→ **TEXTE SOURCE**:
════════════════════
Les données sauvent des vies. Pour mettre fin au VIH, il faut d’urgence améliorer la collecte de données dans les populations clés

17 décembre 2020 par Jinkou (Button) Zhao, Senior Specialist, Monitoring & Evaluation

Quarante ans après le début de l’épidémie de sida, le monde peine encore à recueillir des données de qualité sur les personnes les plus touchées par le VIH, ce qui ralentit la marche vers l’élimination de la maladie.

Même si nous avons fait des progrès extraordinaires (notamment en réduisant de plus de la moitié le nombre de décès dus au sida depuis 2005), le taux d’infection diminue trop lentement pour que nous puissions espérer mettre fin à l’épidémie d’ici 2030 comme nous le souhaitions. La maladie continue à toucher de façon disproportionnée les populations clés : les hommes ayant des rapports sexuels avec des hommes, les travailleurs du sexe, les personnes en détention, les consommateurs de drogues injectables et les femmes transgenres. En 2019, les membres de ces populations et leurs partenaires sexuels comptaient pour 62 % des nouvelles infections au VIH à l’échelle mondiale, alors qu’ils forment un très faible pourcentage de la population générale.

Pour éliminer le VIH, il est essentiel de fournir à ces populations des services de prévention et de dépistage, des traitements et des soins, et de les aider à surmonter les obstacles qui les empêchent d’obtenir les services de santé auxquels elles ont droit. Pour y arriver, la collecte, l’analyse et l’interprétation continues et systématiques de données granulaires sur la charge de morbidité du VIH, la taille des populations, l’accès aux services et les obstacles propres aux populations sont critiques.

Celles et ceux qui mènent le combat contre le VIH ont absolument besoin de ces données pour évaluer l’admissibilité d’un pays au financement, concevoir des programmes ciblés, approuver le versement de fonds, définir des cibles et mesurer le succès.

Mais il y a un problème.
════════════════════
→ **DONNÉES FOURNIES**:
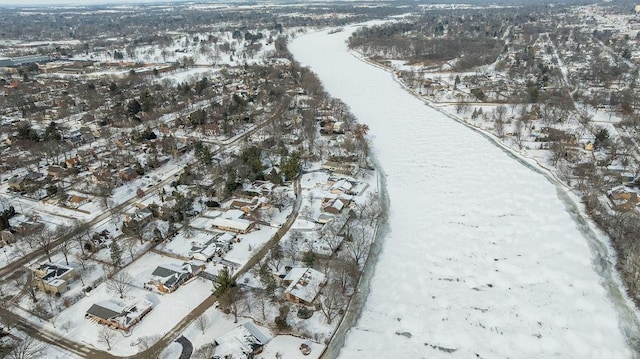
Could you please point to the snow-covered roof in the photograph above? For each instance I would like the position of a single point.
(241, 342)
(238, 224)
(305, 283)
════════════════════
→ **CONSIGNE**: D'après le texte source, quelle part des nouvelles infections au VIH dans le monde les populations clés et leurs partenaires sexuels représentaient-ils en 2019 ?

→ **RÉSULTAT DE L'EXERCICE**: Ils comptaient pour 62 % des nouvelles infections au VIH à l'échelle mondiale.